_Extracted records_
──────────────────────────────

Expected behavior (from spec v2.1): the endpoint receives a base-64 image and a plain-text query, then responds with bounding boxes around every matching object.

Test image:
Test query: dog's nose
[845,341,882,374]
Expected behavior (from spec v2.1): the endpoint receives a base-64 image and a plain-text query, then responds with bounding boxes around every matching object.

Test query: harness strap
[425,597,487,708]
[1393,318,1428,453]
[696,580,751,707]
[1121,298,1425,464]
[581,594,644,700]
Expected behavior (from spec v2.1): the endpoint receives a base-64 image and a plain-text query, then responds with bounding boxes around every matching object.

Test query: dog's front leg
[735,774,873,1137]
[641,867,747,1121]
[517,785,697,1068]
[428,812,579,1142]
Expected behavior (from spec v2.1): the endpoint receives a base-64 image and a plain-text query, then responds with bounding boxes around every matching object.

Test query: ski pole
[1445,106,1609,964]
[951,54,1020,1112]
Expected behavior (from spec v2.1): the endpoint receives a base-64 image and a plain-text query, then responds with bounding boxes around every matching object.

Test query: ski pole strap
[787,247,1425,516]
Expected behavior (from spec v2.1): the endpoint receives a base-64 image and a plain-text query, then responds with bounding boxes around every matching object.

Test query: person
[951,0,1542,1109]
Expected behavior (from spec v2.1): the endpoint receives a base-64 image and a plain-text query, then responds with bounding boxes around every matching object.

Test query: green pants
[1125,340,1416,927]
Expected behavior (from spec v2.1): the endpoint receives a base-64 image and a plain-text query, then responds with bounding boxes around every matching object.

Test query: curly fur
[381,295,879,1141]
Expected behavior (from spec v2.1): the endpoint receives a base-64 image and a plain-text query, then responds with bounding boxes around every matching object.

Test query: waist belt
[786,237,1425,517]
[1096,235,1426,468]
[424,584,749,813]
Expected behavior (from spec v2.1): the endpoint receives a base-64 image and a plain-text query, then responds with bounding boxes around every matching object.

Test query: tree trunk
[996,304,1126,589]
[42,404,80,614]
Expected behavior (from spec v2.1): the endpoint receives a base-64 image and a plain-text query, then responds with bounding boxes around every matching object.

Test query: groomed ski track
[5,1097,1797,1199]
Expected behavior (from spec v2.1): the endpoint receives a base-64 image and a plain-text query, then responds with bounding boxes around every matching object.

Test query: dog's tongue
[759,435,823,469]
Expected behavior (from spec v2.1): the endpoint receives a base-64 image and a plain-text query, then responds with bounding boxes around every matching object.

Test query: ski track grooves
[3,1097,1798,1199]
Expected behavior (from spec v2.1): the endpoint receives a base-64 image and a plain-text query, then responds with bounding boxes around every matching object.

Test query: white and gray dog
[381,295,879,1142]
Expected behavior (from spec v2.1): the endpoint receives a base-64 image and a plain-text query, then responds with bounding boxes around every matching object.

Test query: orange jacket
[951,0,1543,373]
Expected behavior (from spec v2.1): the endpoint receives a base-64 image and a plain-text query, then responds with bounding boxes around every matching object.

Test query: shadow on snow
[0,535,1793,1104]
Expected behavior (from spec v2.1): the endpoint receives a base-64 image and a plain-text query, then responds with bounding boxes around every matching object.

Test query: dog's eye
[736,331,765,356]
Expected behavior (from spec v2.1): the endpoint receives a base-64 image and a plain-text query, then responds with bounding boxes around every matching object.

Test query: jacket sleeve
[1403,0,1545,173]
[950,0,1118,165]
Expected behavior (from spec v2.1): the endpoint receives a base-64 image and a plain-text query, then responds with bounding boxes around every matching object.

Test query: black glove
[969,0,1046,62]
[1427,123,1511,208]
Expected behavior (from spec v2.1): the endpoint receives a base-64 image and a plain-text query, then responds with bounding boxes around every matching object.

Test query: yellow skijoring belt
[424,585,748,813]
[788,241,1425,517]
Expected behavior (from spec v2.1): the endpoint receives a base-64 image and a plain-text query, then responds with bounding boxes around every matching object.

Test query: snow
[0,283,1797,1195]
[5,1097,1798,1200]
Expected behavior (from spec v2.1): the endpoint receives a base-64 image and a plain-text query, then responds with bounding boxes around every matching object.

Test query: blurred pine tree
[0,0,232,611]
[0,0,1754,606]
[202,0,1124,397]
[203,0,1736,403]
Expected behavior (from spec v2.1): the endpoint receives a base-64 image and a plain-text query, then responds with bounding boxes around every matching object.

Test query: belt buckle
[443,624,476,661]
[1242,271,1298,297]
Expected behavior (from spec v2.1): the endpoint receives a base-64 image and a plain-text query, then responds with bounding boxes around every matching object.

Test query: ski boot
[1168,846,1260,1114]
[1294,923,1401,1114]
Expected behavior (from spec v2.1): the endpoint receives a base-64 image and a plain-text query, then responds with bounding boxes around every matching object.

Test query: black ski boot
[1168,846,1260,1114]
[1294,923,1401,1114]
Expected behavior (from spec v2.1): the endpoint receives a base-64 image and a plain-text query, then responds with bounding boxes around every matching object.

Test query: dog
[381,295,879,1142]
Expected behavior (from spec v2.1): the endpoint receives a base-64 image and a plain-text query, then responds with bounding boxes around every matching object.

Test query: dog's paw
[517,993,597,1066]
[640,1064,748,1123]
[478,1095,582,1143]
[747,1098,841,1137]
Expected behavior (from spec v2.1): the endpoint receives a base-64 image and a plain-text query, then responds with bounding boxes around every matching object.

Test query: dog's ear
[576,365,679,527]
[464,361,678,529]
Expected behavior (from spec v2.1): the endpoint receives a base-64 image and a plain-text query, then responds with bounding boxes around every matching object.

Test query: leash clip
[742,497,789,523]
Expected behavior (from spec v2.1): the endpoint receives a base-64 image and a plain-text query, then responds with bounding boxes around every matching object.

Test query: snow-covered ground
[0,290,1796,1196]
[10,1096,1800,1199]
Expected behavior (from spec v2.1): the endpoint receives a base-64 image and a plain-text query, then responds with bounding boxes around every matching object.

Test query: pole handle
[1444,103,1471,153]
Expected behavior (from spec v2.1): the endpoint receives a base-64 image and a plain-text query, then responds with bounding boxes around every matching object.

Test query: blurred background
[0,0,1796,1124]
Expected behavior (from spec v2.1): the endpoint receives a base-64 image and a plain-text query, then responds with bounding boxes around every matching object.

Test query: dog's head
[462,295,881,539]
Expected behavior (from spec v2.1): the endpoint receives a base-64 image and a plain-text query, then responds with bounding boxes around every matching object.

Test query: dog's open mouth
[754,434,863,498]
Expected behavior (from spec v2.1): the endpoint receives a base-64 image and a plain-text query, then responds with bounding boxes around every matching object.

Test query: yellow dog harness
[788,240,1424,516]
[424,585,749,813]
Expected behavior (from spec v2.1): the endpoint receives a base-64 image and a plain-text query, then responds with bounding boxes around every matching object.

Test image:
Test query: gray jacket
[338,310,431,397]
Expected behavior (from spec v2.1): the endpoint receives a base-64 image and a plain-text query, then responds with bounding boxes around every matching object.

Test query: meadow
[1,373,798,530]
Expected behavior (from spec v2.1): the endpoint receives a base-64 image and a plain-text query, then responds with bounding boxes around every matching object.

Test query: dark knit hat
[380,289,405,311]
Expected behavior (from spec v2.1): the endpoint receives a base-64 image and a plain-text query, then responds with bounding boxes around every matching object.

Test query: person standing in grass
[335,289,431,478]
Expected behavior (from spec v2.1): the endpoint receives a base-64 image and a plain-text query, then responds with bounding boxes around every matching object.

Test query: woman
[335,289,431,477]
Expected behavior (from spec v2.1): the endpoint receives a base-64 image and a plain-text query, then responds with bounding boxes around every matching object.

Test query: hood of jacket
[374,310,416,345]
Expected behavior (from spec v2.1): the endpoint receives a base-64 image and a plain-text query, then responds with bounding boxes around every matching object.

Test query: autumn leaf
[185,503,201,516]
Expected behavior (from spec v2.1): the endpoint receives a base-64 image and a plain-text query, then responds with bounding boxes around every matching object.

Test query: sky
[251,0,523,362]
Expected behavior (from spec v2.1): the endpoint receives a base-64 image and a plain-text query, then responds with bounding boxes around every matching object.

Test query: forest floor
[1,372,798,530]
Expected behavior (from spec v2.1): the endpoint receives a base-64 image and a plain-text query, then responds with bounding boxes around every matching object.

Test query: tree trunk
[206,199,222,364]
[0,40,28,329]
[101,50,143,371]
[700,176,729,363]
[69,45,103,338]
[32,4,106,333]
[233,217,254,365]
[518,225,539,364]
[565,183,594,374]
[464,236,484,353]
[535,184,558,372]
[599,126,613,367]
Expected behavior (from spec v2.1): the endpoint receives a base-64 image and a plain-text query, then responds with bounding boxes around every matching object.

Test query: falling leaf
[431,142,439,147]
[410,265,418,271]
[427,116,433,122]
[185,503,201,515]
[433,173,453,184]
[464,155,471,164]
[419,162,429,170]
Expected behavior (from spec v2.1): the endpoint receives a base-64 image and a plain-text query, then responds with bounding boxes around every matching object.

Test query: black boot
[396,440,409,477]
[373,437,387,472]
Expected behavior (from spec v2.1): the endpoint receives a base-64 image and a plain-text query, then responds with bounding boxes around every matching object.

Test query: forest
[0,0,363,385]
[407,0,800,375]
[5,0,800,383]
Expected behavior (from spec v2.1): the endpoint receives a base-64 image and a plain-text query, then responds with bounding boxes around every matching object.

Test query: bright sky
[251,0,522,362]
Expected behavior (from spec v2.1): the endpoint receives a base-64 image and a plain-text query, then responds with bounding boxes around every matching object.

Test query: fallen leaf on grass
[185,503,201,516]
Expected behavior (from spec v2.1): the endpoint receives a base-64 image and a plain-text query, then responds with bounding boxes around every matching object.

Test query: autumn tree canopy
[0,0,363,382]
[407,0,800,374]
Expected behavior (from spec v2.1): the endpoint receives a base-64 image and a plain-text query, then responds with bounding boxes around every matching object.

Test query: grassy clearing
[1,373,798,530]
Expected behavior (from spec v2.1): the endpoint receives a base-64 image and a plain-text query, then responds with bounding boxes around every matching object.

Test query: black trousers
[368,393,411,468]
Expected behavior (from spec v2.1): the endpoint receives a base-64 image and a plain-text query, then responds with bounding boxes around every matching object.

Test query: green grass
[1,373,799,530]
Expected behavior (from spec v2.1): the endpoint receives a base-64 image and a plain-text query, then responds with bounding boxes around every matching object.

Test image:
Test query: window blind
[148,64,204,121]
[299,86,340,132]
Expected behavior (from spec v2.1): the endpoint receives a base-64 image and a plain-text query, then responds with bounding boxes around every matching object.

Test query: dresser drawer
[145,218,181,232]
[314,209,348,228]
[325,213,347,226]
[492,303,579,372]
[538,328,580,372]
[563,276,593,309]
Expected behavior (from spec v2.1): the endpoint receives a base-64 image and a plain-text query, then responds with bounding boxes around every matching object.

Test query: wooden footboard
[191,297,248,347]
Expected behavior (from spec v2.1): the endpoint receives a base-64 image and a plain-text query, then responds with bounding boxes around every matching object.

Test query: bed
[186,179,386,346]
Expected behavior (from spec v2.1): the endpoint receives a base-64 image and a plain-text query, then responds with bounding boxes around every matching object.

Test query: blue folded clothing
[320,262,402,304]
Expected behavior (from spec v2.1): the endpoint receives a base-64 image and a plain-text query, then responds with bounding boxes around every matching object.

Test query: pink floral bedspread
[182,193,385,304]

──────────────────────────────

_ASSIGNMENT_
Start copying at the line that contains "Test query: bed" and stop after the last line of the records, keeping every line exactly.

_ANSWER FOR THE TASK_
Test query: bed
[186,179,386,346]
Expected behavior (from spec v2.1): the endpoint receives a base-64 image and a plain-text query, then responds with bounding boxes around every matching object.

Test query: blue folded clothing
[320,262,402,304]
Expected behavior (from spec v2.1): the endpoint receives a base-64 image and a plain-text query, then responds with bounding boxes around every matching object.

Test query: pink floral bedspread
[182,193,385,304]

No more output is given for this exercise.